_What needs to be done_: When the string "stone" appears in a line of the records, show the whole line.

_Input records_:
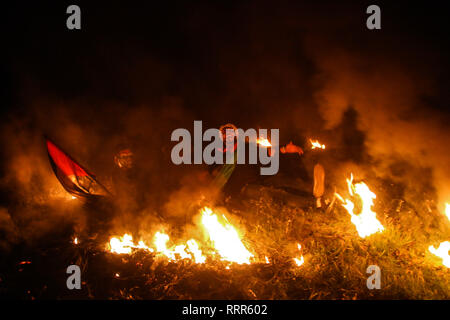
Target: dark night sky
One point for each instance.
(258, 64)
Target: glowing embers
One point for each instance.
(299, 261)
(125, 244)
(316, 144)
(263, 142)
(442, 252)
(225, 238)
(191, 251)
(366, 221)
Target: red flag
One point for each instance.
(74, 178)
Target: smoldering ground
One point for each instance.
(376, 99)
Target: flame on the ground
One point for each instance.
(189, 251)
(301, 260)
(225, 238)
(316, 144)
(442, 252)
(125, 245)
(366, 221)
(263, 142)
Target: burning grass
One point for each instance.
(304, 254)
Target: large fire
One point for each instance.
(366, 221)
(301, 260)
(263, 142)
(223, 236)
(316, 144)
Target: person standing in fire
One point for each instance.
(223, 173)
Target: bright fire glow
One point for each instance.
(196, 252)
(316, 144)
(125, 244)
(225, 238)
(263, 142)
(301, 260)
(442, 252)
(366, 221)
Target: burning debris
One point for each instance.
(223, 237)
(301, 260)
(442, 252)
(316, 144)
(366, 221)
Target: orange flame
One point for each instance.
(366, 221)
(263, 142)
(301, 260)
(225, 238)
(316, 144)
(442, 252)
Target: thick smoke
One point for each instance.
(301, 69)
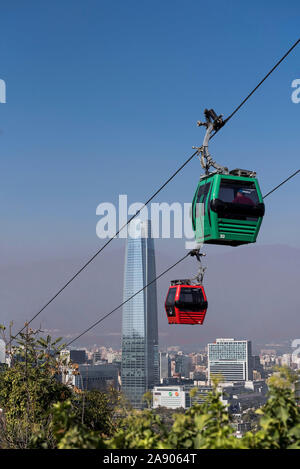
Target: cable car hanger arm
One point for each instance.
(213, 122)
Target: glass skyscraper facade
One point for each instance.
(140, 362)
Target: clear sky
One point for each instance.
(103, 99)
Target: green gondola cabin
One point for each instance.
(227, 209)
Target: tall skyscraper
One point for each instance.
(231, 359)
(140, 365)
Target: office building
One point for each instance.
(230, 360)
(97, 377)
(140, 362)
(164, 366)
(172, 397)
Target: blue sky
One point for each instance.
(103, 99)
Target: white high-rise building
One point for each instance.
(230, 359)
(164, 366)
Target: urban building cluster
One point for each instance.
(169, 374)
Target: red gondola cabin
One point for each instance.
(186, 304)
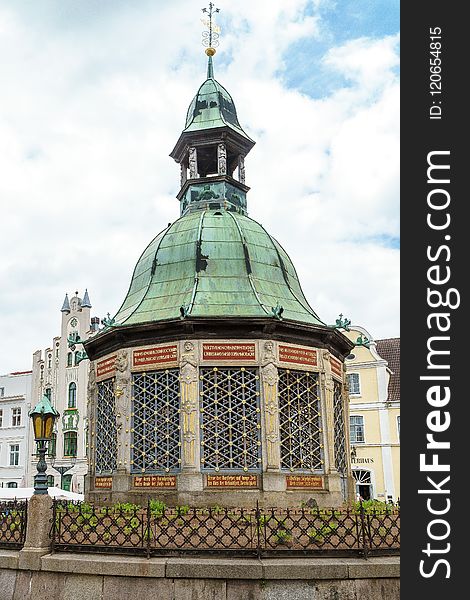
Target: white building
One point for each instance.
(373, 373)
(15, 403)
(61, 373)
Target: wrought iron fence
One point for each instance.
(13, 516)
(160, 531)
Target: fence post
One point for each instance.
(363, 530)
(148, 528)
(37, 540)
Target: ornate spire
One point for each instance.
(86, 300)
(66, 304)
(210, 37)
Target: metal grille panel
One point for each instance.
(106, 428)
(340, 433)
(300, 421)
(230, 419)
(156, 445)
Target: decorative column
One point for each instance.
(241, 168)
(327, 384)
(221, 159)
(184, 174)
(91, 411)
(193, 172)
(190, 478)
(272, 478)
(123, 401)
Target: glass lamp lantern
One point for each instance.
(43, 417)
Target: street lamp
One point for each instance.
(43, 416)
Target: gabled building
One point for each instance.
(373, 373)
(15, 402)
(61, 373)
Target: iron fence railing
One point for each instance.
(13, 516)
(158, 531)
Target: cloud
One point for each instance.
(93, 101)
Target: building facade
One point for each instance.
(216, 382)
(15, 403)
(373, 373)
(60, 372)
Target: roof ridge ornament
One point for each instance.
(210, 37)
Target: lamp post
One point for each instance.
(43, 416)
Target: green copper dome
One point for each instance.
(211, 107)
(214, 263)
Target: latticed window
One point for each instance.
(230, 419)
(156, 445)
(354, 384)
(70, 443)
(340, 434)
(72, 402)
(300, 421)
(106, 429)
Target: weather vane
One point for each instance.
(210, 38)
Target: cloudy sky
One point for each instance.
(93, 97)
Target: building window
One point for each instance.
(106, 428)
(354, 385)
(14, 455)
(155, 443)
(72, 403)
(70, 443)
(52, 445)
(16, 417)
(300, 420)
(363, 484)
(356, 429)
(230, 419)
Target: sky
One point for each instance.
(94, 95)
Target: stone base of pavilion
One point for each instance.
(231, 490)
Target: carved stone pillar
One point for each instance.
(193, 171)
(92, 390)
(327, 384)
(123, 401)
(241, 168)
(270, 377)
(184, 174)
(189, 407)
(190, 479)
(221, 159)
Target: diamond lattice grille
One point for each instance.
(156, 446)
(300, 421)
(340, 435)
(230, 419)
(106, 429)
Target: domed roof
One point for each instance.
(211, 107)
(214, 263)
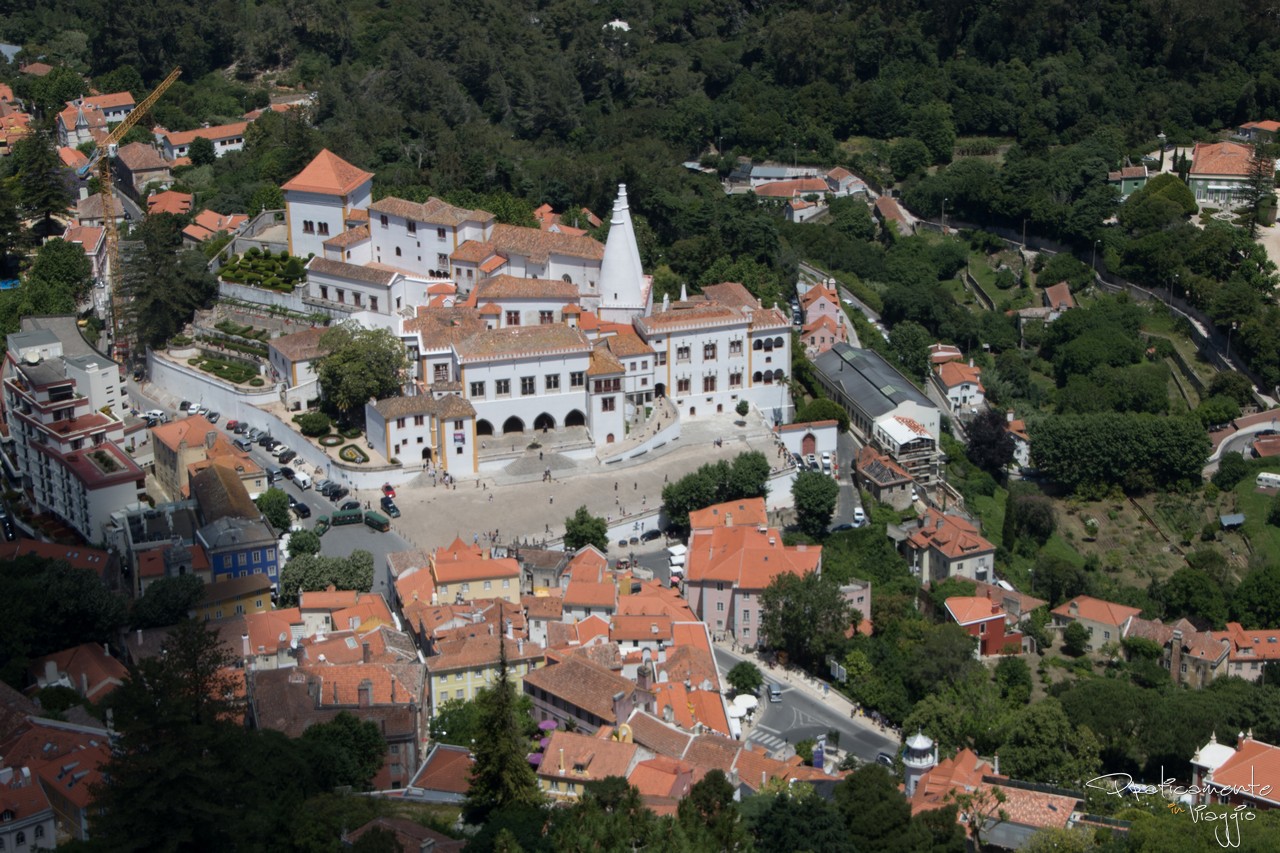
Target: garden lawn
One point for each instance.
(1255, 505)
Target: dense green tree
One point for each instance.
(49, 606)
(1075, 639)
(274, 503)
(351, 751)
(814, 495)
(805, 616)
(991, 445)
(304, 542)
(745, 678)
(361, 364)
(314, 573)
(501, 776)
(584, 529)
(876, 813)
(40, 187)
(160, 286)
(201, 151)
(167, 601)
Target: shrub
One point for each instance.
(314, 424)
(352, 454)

_Completed task_:
Target: stone base of pavilion
Target: carved stone pillar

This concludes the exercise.